### Excerpt provided
I was born in July 1965, and now I am 33 years old. I was born with my twin sister, Kimberly, in Huntington, West Virginia. In January of 1983 when I was 17 years old and in my senior year of High School, I was seen for a basic physical/check-up. My mother happened to mention to the doctor that my nails and lips turned blue, and I told him that I often got tired and out of breath when I ran or walked up stairs. The doctor listened to my heart and immediately showed he was puzzled by what he was hearing. He told my mother that he heard a murmur, and I needed to be seen by a pediatric cardiologist. At that moment, I knew something was wrong, since from about the 5th grade on I could not run laps in gym class, and I would sometimes faint. I never thought anything about this when I was growing up. I just thought it was me.
So, in that same week I was seen by a pediatric cardiologist. He immediately diagnosed me as having Ventricular Septal Defect (VSD). He was shocked that I had never been diagnosed prior to this, and said that it should have been found much earlier. An echocardiogram was performed, and confirmed that there was a VSD. He wanted to do a cardiac catheterization to measure the pressures in the heart, to see if closing the hole was possible. Because of being one of Jehovah?s Witnesses, and because I explained to him my belief in not accepting blood transfusions, he sent me to a different facility to have this procedure done. If surgery was possible, they would be more equipped to handle my case. So, my family went to to see another pediatric cardiologist, and there, they performed the cardiac catheterization. They found that there had been irreversible damage to the lungs over time, and that the pressure in the right side of the heart was higher than expected?which meant that closing the hole could not be done. I was in a state of numbness, and felt disappointed. The doctors said the only hope would be a combined heart and lung transplant, which was definitely out of the question for me since no heart and lung transplant has been done without blood transfusions.

### Task directions
Retype, word for word, the part of the heart-defect account above that begins with the words containing "I was born in" and ends with "thought it was me.".

### Data supplied
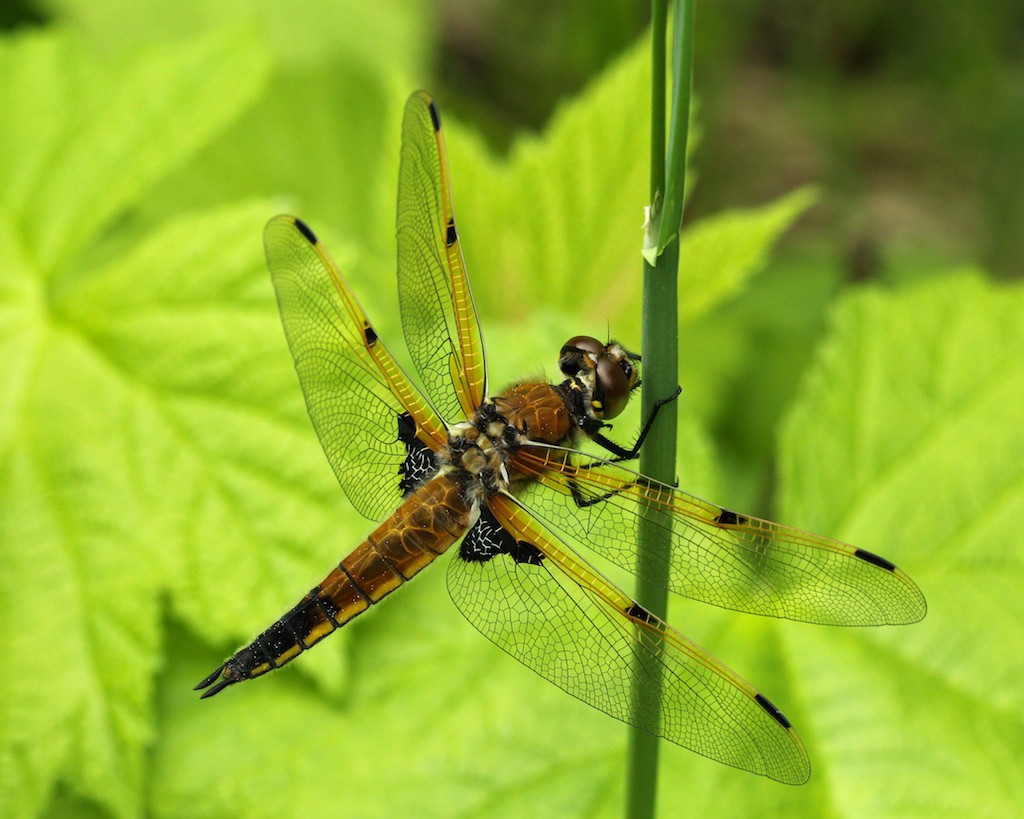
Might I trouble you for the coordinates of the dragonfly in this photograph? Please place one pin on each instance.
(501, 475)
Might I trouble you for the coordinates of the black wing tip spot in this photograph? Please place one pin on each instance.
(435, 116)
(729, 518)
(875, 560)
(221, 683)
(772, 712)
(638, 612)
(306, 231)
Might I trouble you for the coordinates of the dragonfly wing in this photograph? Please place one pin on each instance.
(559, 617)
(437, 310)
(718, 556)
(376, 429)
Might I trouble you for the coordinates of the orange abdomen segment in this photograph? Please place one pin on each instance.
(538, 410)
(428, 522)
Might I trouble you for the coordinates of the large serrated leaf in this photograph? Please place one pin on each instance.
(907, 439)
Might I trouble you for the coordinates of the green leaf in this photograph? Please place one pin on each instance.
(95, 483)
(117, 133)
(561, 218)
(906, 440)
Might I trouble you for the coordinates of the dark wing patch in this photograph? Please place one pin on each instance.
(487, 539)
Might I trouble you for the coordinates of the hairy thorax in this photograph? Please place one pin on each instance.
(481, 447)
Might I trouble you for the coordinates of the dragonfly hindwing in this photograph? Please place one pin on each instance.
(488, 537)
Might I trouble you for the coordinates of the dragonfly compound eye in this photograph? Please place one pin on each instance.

### Response
I was born in July 1965, and now I am 33 years old. I was born with my twin sister, Kimberly, in Huntington, West Virginia. In January of 1983 when I was 17 years old and in my senior year of High School, I was seen for a basic physical/check-up. My mother happened to mention to the doctor that my nails and lips turned blue, and I told him that I often got tired and out of breath when I ran or walked up stairs. The doctor listened to my heart and immediately showed he was puzzled by what he was hearing. He told my mother that he heard a murmur, and I needed to be seen by a pediatric cardiologist. At that moment, I knew something was wrong, since from about the 5th grade on I could not run laps in gym class, and I would sometimes faint. I never thought anything about this when I was growing up. I just thought it was me.